Directions.
1 - Decide whether each statement below agrees with the news report on Harrisburg's fire stations, answering yes or no and quoting the words of the report that settle it. (a) Neff said Station 6 was unmanned for about two days over a weekend. (b) Scott Young is 52 years old. (c) Young is the President of Local Union IAFF 428.
2 - Retype the part of the news report on Harrisburg's fire stations between "Last year, the" and "stations are unmanned.", inclusive, with no changes.
3 - Write a continuation of the news report on Harrisburg's fire stations, starting after its final sentence.

Source extract.
|---|
Around noon Wednesday, "Wagon 4" backed into the right bay inside the Paxton Fire Company in Shipoke. Dubbed Station 6 by the Harrisburg Bureau of Fire, "Wagon 4" has temporarily been renamed "Engine 6" until further notice. The station was not staffed until abc27 broke a story Tuesday evening about it being unmanned for about a week, according to sources. On Wednesday, Deputy Fire Chief Gary Neff said that report was inaccurate.

"(Station 6) was unmanned for about two days over a weekend," said Neff.

When asked why "Wagon 4" was brought down after the story aired, he responded that was coincidence because of a "shift change" at 4 p.m..

47-year-old Scott Young has been fighting fires for most his life in Harrisburg. He sat down with abc27 on Wednesday and disputed Neff's claims.

"I'm sorry...my personal opinion...it was reactionary," said Young. "It was from last Wednesday morning until last night that (Station 6) had no piece of apparatus in it, no crew."

Young is also the Vice President for Local Union IAFF 428. He said the issues really began when "Tower 3" broke last Wednesday. Neff also said that's when "Tower 3" went out of service and reasoned why Station 8 in South Allison Hill went unmanned for "12 hours at the most."

Young explained "Tower 3" is an important piece of equipment because it is a 'quint'; a multi-purpose fire apparatus that is a ladder and pumps water. Neff said the city's two reserve engines were also down for several weeks. He explained "Tower 4", a 1987 model, is in need of several parts that are on backorder because of the truck's age. The other reserve, a 1998 model, needed a specially made belt in Ohio Neff said.

According to Neff, having one or more stations unmanned is "typical."

"To have a vacancy at a given fire station at any given time occurs every day," he said.

Neff further explained it is department procedure to move apparatus around to different fire stations when needed.

Young argues Neff's claim is misleading.

"We're not always going to be here in the station physically, but we will be available to run calls," he said. "This was a case of not having a vehicle available to run out of these station. That's a danger."

Neff maintained that Harrisburg's population was never at risk when Station 8 and Station 6 were both unmanned. He explained Station 2 on N. 16th St. and Station 1 on N. 6th St. were accessible.

"Oh sure, they can touch anywhere in the city in that three to five minutes," said Neff.

Last year, the Harrisburg Bureau of Fire made a promise that the department could reach anyone within city limits in three to five minutes. Young argued that is nearly impossible when half of the southern stations are unmanned.
|---|
Supplied material.
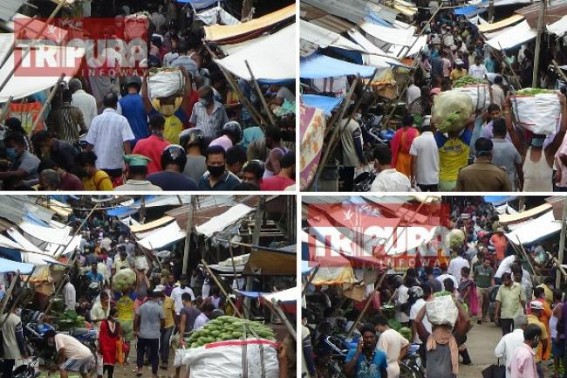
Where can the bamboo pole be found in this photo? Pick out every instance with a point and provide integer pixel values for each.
|---|
Results.
1 -
(a) Yes: "was unmanned for about two days over a weekend"
(b) No: "47-year-old Scott Young"
(c) No: "Young is also the Vice President for Local Union IAFF 428."

2 -
Last year, the Harrisburg Bureau of Fire made a promise that the department could reach anyone within city limits in three to five minutes. Young argued that is nearly impossible when half of the southern stations are unmanned.

3 -
"If we had clear roads and nothing blocking us, that's possible," he said. "But, getting to south Harrisburg in three to five minutes, no. You're talking traffic you're talking road construction any factor could delay that."

Neff and Young agreed that the city relies on surrounding fire departments outside city limits for help on average about 30 to 35 times a year and offers help upwards of 90 times a year. The Dauphin County Volunteer Firefighters Association told abc27 the county "always has the city's back" and had helped more often recently because of Harrisburg's financial constraints.

Young said that's just how the brotherhood of firefighters works, but as the capitol city, he would prefer Harrisburg not rely on outside help. He explained doing so only puts strain on crews and taxpayers in smaller townships.

Because of its utility, Neff explained "Tower 3" gets the most wear and tear. Young said that is understandable, but his gripe is he hears the department can't afford to fix the trucks in a timely manner.

"That's special maintenance that needs to be done elsewhere and a lot of times it gets held up because there's just no money to pay for it," he said.

Neff did explain that most of the newer models run in-and-out of the shop often because they work on computer chips and it takes city maintenance personnel longer to diagnose the issue. But, he said when it comes to money, that's not an issue.

"We've been very fortunate this year to be able to fund all the apparatus as far as repairs," Neff said.

Neff explained the Act 47 process has generated additional revenue for the city. About $4 million as of July has come in from the raised EIT hike this year according to the city receiver's office. Neff also said $5 million in state funding from this budget was also a big help.

Although, a report by abc27 in July pointed out the line item for Harrisburg fire protection was $450,000. The rest of the money was available in the form of applied grants. Receiver William Lynch told abc27 at the time he would put the majority of the money in the general fund to pay down the city's growing deficit.

Bottom line; Young wants the city to put a priority on public safety for residents and firefighters.

"Our guys are good at multi-tasking because that's what we have to do," said Young.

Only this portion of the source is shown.